Exercise details
Find the line holding "Query: mannequin in white top" in the entries below. Give it again exactly, along with every line after it up to and including the line holding "Query: dress on mannequin".

==== Information shown ====

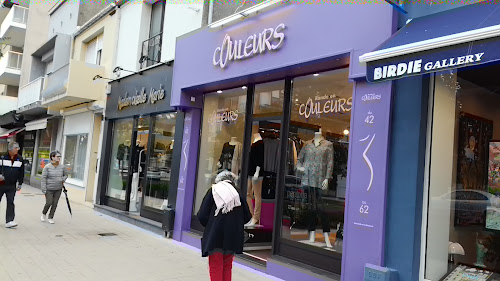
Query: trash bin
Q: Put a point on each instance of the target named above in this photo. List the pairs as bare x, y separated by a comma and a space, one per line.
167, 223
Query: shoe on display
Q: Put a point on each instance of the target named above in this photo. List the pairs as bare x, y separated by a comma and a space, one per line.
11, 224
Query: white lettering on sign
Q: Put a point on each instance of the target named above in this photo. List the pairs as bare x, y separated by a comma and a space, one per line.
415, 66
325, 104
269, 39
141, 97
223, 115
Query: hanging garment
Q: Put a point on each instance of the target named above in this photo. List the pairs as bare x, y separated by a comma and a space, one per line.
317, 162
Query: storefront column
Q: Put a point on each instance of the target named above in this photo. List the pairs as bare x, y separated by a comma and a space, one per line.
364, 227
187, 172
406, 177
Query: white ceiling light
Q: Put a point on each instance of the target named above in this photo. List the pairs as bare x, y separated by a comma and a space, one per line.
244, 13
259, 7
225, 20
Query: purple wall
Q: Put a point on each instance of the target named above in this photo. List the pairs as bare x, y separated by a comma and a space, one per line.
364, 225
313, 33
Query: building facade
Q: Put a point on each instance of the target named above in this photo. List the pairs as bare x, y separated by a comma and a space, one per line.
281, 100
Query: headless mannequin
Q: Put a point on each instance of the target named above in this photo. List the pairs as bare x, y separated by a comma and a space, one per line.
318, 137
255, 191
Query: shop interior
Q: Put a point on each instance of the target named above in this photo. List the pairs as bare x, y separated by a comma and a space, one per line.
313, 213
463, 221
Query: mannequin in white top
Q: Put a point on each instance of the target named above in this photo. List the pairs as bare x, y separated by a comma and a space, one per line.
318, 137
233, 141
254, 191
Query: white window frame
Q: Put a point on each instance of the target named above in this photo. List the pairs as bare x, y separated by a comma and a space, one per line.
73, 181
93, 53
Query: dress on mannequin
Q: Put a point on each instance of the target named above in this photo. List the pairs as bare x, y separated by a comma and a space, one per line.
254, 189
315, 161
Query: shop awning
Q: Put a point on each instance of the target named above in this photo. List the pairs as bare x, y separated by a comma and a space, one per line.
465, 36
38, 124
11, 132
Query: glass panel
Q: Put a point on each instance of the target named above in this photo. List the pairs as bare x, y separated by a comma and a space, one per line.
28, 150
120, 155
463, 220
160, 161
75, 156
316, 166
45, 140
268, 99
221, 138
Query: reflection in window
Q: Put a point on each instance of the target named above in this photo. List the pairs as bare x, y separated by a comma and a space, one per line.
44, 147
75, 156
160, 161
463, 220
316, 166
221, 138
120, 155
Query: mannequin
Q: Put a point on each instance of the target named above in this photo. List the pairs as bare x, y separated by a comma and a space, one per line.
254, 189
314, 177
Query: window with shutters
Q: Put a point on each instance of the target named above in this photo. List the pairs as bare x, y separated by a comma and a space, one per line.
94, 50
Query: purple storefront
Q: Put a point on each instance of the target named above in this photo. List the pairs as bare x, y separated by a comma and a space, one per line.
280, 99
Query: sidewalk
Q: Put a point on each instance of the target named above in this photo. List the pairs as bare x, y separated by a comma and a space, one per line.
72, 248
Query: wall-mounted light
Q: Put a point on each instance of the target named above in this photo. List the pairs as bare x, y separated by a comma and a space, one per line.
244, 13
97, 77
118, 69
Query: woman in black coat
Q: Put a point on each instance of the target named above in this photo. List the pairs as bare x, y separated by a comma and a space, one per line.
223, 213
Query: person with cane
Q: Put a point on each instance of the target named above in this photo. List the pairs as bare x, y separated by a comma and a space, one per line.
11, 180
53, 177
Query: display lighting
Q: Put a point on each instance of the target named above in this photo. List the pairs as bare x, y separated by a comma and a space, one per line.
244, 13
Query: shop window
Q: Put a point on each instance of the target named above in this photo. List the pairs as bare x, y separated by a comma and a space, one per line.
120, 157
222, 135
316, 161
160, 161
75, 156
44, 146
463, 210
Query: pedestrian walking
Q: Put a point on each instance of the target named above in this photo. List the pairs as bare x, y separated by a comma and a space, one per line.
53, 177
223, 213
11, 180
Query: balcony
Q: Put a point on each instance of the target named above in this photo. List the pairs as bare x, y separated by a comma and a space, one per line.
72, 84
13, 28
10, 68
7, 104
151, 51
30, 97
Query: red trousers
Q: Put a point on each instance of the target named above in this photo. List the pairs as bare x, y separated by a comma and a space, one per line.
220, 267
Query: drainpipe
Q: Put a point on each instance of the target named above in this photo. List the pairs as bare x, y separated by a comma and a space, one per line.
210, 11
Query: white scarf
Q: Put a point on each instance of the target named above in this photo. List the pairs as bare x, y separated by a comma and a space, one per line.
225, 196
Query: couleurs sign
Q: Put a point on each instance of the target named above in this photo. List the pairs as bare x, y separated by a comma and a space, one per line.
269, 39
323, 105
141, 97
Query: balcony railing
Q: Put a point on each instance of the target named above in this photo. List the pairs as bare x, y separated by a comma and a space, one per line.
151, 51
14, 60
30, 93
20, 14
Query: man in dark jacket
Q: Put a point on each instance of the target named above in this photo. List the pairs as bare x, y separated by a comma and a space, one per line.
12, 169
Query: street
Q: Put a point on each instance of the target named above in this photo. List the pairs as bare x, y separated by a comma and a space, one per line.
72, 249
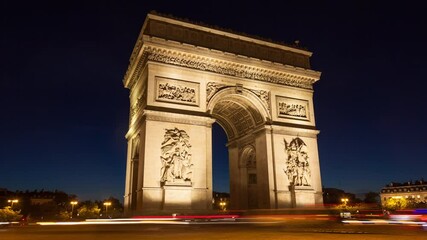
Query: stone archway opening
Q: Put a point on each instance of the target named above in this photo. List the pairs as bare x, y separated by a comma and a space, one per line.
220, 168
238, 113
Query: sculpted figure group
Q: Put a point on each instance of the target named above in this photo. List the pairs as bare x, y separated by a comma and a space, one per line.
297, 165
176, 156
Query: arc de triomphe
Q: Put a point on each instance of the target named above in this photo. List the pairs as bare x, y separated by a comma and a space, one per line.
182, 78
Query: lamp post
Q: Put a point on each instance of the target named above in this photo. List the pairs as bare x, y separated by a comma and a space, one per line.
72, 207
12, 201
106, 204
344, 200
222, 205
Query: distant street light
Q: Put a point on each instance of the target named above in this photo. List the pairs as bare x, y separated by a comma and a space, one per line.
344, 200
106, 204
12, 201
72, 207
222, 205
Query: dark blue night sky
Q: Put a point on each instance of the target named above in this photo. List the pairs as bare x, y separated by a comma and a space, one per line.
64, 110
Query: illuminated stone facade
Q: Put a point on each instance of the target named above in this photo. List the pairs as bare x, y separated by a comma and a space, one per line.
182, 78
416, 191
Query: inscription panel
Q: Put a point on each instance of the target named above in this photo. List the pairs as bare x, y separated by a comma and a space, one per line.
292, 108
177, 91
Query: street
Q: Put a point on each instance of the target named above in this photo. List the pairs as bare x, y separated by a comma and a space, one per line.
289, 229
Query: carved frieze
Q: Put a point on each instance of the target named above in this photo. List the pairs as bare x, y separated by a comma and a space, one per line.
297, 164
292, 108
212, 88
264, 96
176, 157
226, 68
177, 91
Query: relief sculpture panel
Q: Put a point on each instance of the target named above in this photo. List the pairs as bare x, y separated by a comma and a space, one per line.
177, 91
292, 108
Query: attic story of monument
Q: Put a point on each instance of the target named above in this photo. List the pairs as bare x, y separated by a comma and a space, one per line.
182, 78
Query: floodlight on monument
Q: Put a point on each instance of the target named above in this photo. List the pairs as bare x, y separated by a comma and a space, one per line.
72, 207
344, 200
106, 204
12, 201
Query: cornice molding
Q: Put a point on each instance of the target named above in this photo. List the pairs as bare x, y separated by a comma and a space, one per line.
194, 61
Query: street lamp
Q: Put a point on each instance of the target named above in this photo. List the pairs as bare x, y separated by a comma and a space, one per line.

====
==== Information shown ====

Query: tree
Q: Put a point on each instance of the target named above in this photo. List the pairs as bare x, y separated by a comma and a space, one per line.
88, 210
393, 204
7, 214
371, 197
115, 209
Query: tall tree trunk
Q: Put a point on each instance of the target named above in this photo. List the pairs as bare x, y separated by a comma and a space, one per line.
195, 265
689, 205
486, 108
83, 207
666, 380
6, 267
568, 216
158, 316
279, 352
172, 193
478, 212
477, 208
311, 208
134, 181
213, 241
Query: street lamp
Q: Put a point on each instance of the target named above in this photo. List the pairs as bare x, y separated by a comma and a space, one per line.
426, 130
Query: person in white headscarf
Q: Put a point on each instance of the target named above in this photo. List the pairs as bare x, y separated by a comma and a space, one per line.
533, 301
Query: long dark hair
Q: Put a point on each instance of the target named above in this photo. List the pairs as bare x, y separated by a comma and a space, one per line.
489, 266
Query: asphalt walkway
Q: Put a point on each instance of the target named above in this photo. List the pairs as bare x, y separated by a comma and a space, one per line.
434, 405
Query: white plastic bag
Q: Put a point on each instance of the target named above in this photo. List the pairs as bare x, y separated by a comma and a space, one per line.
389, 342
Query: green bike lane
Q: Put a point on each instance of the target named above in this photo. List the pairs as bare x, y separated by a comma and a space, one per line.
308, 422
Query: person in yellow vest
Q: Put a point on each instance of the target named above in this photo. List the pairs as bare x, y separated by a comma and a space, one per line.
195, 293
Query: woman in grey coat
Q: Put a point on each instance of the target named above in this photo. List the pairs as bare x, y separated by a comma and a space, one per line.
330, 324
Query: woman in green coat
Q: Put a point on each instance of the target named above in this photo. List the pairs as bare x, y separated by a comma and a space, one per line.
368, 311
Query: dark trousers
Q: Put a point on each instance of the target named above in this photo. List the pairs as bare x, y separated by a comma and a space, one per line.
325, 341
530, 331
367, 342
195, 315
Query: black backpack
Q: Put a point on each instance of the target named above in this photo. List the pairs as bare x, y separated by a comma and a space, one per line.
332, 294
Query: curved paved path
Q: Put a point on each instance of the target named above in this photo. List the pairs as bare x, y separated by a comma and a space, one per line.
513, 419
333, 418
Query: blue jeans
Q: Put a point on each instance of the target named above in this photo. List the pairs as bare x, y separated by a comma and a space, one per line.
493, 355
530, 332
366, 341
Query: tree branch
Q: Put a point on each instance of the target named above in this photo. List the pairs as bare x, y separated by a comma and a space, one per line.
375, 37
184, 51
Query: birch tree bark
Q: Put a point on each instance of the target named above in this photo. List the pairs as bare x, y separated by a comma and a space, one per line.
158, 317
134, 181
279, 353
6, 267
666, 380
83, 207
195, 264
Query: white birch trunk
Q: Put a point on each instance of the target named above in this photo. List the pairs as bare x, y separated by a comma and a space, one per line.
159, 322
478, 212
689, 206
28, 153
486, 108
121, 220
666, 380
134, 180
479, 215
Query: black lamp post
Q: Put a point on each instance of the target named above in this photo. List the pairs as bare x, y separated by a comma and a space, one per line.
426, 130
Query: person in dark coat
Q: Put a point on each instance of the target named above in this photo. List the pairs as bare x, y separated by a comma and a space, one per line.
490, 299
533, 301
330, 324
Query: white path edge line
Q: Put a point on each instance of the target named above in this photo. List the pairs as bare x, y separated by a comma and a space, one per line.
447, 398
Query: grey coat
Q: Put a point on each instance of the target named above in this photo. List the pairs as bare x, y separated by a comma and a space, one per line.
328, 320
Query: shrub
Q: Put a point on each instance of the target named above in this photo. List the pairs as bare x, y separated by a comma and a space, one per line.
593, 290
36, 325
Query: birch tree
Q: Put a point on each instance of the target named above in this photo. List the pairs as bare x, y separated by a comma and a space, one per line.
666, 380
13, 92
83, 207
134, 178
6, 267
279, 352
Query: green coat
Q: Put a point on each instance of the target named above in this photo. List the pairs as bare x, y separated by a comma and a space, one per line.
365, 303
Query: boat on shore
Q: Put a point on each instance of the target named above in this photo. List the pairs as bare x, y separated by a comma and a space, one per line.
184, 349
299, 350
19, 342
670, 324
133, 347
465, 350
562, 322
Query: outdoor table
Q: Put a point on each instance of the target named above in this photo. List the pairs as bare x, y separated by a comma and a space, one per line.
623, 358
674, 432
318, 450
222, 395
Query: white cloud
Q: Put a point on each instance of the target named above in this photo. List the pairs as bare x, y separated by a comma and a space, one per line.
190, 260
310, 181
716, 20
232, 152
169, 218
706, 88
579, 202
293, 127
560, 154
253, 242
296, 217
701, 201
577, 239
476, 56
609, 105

====

Result for this task
Query: mannequin in white top
Q: Put a point on each instance of the target named above in this photo. List the pairs as bare x, y separated by a comma and a space, one per line.
318, 137
233, 141
254, 191
Query: white window frame
Q: Put a point on each instance of the target named above in this photo. List the pairs as bare x, y separated by a comma and a space, one per line.
73, 181
93, 53
Query: dress on mannequin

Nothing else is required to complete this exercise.